| Requirement |
Please print all of the lines below word for word, leaving out any pictures.

| Data to process |
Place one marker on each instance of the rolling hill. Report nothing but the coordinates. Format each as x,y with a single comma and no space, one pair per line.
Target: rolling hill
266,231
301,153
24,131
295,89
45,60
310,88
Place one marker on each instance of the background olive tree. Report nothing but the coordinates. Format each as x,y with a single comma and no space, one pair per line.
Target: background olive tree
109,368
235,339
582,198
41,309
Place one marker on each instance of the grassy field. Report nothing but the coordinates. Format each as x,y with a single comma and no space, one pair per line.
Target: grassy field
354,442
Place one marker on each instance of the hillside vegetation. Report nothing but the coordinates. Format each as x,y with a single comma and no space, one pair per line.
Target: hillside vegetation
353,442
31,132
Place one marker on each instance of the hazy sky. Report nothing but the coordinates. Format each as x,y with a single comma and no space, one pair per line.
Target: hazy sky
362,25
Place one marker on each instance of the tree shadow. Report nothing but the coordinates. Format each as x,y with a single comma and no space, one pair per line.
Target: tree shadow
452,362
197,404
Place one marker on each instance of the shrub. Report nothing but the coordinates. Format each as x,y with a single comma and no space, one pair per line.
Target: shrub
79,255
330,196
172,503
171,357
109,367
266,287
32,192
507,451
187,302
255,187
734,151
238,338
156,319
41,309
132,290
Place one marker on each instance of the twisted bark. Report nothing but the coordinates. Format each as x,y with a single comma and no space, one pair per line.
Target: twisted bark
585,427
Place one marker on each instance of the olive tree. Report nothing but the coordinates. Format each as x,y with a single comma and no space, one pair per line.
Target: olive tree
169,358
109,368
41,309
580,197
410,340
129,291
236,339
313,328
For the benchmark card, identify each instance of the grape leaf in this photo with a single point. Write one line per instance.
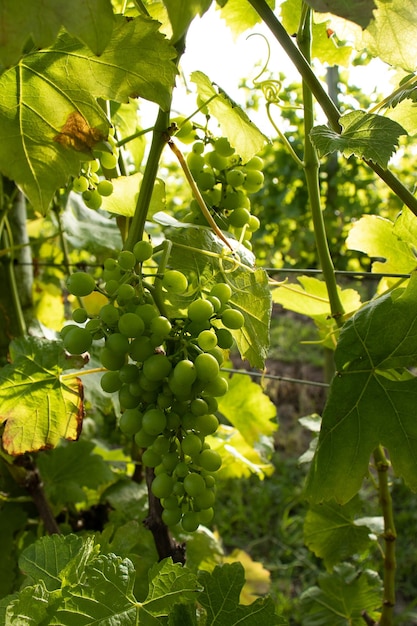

| Correct result |
Place one marker on each instance of the rolling hill. Report nothing but the coordinates. Format each as x,y with a single comma and no space, one pair per line.
Target: rolling hill
266,231
301,153
24,131
295,89
45,60
310,88
Place one marker on each instance of the background olive tree. Report nothing but the coordinates. Format each as x,y with a single comma and no space, one pair per line.
Target: background olive tree
109,368
235,339
582,198
41,309
Place one marker on each instance of the grassy field. Report nothing but the coordinates. Format each as x,y with a single comma and no space, one pair per line.
Target: grassy field
354,442
Place one marker on each instance of the hillside vegetation. Report nothing but the coordinates. Format each as x,y with a single comma and no space, one pair per line.
Target: hillside vegetation
353,442
31,132
Place one marker on each instance of the hazy sky. Report nothing but the coordinates. Format each as x,y with a single comma and no space, one pair per line.
Target: hazy sky
362,25
Place one marker on each instance of the tree shadow. Report nothing but the coordinates. Format each as x,y with a single comma and no space, one pair per line.
Target: tree shadow
452,362
197,404
Place one marker on each instance of the shrub. Report nothing but the coordinates. Format each as x,y with a single comma and no space, one pair per line.
Target: shrub
79,255
330,196
172,503
171,357
109,367
266,287
32,192
507,451
187,302
255,187
734,151
238,338
156,319
41,309
132,290
Place one marker on each instance of the twisted bark. Report nothing but the coordinates. Format each as x,y with a single comma and no space, one pair per line.
Target: twisted bark
585,427
Place one marker on each instance of the olive tree. Report nothing but the coordinates. Format each as x,y with a single comma and no space, one pair per line.
Target: olive tree
169,358
109,368
41,309
580,197
410,340
129,291
236,339
313,328
For the benchmark card, identify each instance of the grape leaf in this photo with a single point. Write one line per instance.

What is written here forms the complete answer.